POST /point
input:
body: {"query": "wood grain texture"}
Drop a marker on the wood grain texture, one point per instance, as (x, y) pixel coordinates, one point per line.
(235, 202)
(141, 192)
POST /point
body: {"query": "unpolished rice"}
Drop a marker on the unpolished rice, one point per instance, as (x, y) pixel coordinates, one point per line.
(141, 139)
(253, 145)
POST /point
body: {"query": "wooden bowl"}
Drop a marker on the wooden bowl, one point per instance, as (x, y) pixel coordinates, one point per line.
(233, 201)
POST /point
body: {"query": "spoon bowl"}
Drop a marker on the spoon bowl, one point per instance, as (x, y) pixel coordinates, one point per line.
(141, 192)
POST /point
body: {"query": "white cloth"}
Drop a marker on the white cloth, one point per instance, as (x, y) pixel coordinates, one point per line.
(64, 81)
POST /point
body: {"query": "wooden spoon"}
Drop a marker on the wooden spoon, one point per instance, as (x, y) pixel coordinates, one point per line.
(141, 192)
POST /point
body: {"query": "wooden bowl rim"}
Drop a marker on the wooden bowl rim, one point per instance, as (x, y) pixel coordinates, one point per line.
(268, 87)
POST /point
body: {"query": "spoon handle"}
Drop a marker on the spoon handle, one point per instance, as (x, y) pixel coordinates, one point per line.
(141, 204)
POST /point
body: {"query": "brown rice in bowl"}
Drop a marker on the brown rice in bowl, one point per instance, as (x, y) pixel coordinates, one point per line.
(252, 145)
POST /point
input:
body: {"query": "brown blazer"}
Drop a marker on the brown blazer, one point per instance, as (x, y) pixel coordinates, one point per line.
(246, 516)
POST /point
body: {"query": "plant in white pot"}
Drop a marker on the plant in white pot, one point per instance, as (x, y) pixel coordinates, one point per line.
__________
● **Goal**
Return every line of the records that contains the word "grain". Case counts.

● **Finished exercise**
body: {"query": "wood grain texture"}
Drop a marker on the wood grain texture, one point per instance, as (x, y) pixel coordinates, one point per line.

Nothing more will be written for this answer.